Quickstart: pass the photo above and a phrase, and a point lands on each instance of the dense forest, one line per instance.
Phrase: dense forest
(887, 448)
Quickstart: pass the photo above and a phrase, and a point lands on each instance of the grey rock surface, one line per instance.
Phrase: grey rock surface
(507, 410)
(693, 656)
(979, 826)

--

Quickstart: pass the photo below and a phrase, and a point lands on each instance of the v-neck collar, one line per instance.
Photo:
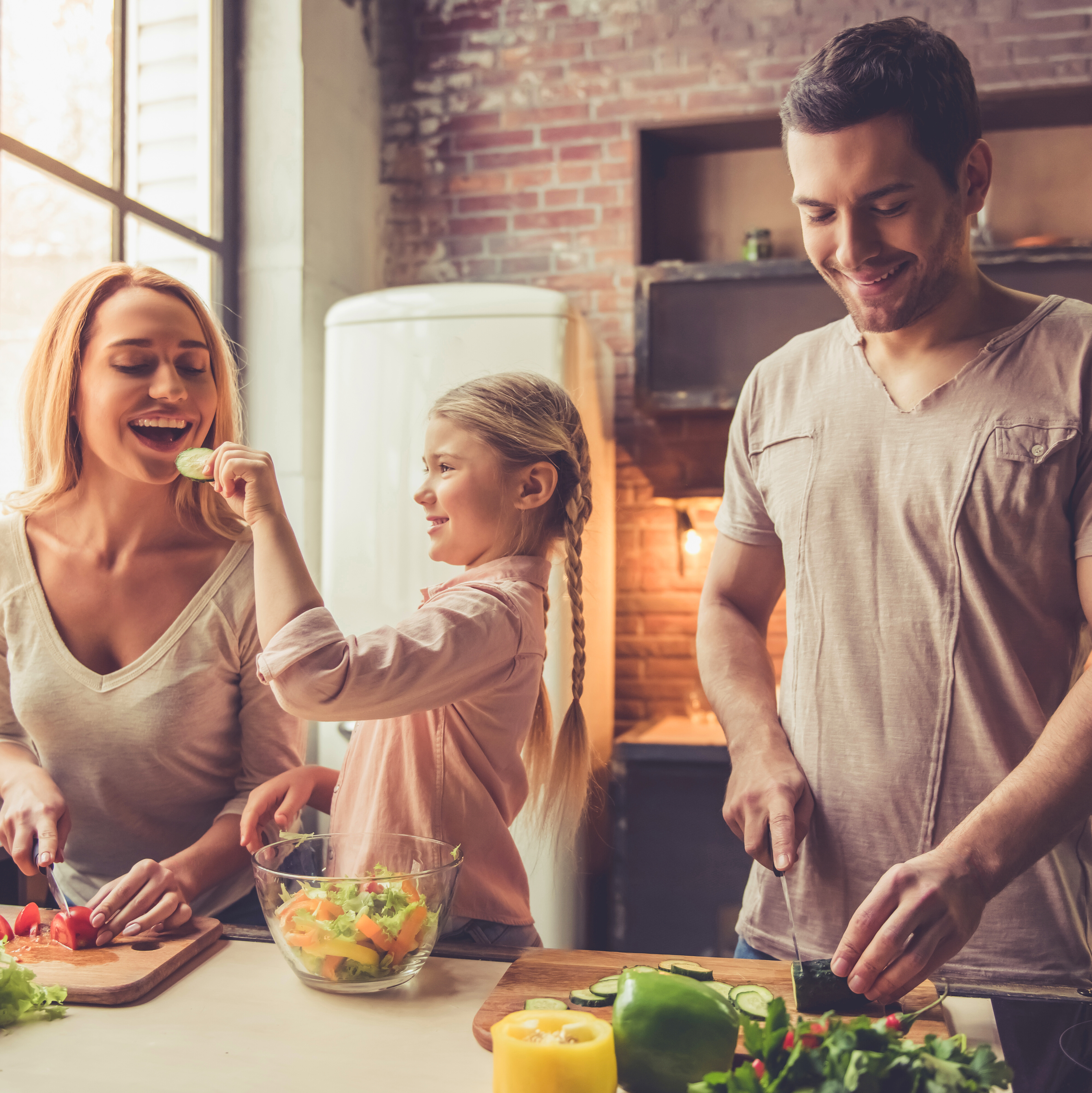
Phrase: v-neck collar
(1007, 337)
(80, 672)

What is required:
Search the listing for "Quickstart" and copy each line holding it.

Answer to this problem:
Quickstart: pass the photo above and a phrase, and a point lands on each instance of the dense forest, one line per instance.
Quickstart: pass the photo above and a phrase, and a point lands on each instance of the grey rock surface, one line per instance.
Quickstart: pass the photo below and a phrase, and a point lands on each instance of the v-neck collar, one line per instance.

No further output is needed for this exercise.